╭─ DATA RECORDS
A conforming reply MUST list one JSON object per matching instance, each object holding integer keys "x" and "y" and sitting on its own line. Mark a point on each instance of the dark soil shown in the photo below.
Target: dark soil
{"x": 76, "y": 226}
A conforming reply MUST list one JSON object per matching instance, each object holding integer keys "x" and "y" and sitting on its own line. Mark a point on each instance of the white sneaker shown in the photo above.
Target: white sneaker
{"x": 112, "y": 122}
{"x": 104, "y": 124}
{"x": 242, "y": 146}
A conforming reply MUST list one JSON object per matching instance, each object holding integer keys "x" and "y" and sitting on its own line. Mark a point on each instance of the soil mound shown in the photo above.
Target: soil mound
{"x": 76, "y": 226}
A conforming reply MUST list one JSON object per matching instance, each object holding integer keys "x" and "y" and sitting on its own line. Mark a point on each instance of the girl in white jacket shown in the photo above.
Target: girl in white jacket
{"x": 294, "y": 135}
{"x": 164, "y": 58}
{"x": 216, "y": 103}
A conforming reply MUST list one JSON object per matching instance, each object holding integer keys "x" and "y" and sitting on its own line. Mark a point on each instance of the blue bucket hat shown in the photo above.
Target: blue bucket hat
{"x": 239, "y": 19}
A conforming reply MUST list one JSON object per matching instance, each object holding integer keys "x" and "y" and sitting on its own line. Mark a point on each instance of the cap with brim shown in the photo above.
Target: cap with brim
╰─
● YOUR INSTRUCTIONS:
Copy every record precisely, omitting nothing.

● EXERCISE SOLUTION:
A conforming reply MUST list one JSON object per matching instance, each object holding integer keys "x" and "y" and sitting on its own line. Mark a point on each instance of the dark soil shown in the photo below.
Target: dark soil
{"x": 76, "y": 226}
A conforming reply MUST list one JSON object per matching instance, each object holding integer keys "x" and "y" and sitting on its own line. Mark a point on each instance of the white sneaker shown in the photo above.
Target: white sneaker
{"x": 112, "y": 122}
{"x": 104, "y": 124}
{"x": 242, "y": 146}
A conforming reply MUST list one JSON object per matching instance, each object holding integer keys "x" and "y" and sitting on its own line. Mark a point on each instance of the soil mound shown in the photo above.
Target: soil mound
{"x": 76, "y": 226}
A conforming reply MUST list one JSON object per matching instance, each object holding integer keys "x" and "y" and sitting on its own line. Mark a point on each instance of the girl in white jacket shown in the photo above.
Target: girl in white jacket
{"x": 294, "y": 135}
{"x": 164, "y": 58}
{"x": 216, "y": 103}
A conforming reply MUST list one JSON object per matching instance, each object holding integer keys "x" and "y" and sitting on its own line. Mark a point on each instance of the blue bucket hat shown in the photo above.
Target: blue bucket hat
{"x": 239, "y": 19}
A conforming reply MUST list one JSON object per matching instance, each object holding integer keys "x" and "y" and sitting on its own line. Mark a point on each instance of the cap with brim shown in the photo above.
Target: cap with brim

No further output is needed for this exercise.